**Texto apresentado**

☆ ☆ ☆

O Contador talvez passe meio despercebido por um montão de gente, mas não tenha dúvidas, em um ano tão morno de grandes filmes a serem lembrados, o novo filme dirigido por Gavin O´Connor devia estar entre esses destaques.
Mas essa “passagem despercebida” já não parece ser uma novidade para o diretor que por duas vezes, tanto em Guerreiro quanto em Força Policial, esteve muito além da média, mas parece ainda não ser devidamente relembrado (sem contar o ignorado faroeste Em Busca da Justiça). E uma coisa que todos esses filmes de O´Connor têm em comum com O Contador é essa vontade de contar a história de personagens muito maiores que suas tramas.
Nesse caso, a história de um cara “aparentemente” chamado Christian Wolff (Ben Affleck), que parece ser um simples contador de uma cidadezinha qualquer, mas que na verdade é mais (não) conhecido por fazer a contabilidade de grandes criminosos pelo mundo. E como um investigador do Tesouro dos Estados Unidos vivido pelo sempre ótimo J.K. Simmons aponta, ninguém trabalha para esses caras todos e continua vivo por muito tempo.
Curiosamente, a ação de O Contador não vem de um trabalho no passado ou coisa do tipo, mas sim de um novo contratante que acaba mexendo com o contador errado. Na verdade o problema é ainda um pouco mais complexo, já que Wolff tem um grau, ainda que leve, de autismo, o que faz dele um personagem tão complexo que valoriza ainda mais o filme.
E esse ponto inicial do roteiro de Bill Dubuque (de O Juíz) transforma o que poderia ser um filme comum em algo bem acima da média. Um texto redondo e que não perde um frame sequer para desenvolver esse personagem e todas suas motivações. Dubuque parce ter a impressão acertada de estar escrevendo para um filme, então nada escapa de sua visão e O´Connor parece captar perfeitamente bem a ideia.

☆ ☆ ☆

**Itens**
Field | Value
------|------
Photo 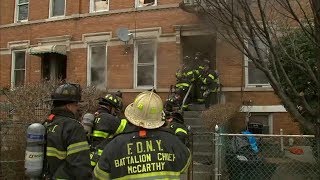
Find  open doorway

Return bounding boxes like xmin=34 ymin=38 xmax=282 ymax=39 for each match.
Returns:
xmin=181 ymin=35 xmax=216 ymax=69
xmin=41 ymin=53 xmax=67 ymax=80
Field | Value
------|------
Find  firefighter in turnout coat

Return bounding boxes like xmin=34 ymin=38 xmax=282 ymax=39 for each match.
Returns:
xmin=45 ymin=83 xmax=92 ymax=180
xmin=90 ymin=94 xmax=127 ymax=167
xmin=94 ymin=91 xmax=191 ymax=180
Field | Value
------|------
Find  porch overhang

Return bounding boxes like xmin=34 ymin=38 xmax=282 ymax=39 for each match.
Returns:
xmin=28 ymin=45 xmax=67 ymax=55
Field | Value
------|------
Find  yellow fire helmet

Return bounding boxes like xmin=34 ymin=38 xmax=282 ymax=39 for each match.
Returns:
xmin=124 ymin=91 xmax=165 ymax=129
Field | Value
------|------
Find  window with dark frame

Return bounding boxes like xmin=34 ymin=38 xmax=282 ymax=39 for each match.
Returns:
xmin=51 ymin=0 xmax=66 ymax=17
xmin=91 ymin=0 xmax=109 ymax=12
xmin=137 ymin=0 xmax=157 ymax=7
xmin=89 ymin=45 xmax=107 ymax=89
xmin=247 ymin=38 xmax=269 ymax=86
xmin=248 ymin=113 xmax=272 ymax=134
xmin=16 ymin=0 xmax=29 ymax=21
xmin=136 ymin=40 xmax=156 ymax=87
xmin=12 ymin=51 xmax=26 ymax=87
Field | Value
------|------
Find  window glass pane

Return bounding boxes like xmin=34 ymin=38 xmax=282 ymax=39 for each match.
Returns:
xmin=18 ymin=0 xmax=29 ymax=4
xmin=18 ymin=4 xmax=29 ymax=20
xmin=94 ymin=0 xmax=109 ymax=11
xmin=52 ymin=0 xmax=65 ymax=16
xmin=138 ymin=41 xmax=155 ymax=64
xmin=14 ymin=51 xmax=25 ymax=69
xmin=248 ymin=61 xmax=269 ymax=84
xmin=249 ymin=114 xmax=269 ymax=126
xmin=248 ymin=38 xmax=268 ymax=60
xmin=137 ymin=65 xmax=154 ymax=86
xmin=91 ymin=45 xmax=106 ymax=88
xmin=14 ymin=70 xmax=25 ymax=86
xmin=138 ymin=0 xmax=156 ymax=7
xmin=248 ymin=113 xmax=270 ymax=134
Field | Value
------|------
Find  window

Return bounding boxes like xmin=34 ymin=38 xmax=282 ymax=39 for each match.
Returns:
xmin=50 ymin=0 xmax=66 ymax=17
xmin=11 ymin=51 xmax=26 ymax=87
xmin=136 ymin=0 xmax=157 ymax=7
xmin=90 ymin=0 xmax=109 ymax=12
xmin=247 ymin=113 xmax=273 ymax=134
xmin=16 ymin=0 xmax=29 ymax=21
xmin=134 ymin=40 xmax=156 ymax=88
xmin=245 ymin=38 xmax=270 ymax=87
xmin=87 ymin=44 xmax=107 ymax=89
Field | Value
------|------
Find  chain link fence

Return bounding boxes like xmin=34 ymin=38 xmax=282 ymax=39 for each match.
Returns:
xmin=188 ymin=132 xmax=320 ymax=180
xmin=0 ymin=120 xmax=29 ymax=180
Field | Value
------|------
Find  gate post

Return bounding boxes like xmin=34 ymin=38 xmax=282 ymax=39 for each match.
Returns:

☆ ☆ ☆

**Detalhes da tarefa**
Reescreva o trecho da crítica sobre O Contador que começa em "E esse ponto" e termina em "bem a ideia.", trocando "roteiro" por "argumento".

**Resposta do exercício**
E esse ponto inicial do argumento de Bill Dubuque (de O Juíz) transforma o que poderia ser um filme comum em algo bem acima da média. Um texto redondo e que não perde um frame sequer para desenvolver esse personagem e todas suas motivações. Dubuque parce ter a impressão acertada de estar escrevendo para um filme, então nada escapa de sua visão e O´Connor parece captar perfeitamente bem a ideia.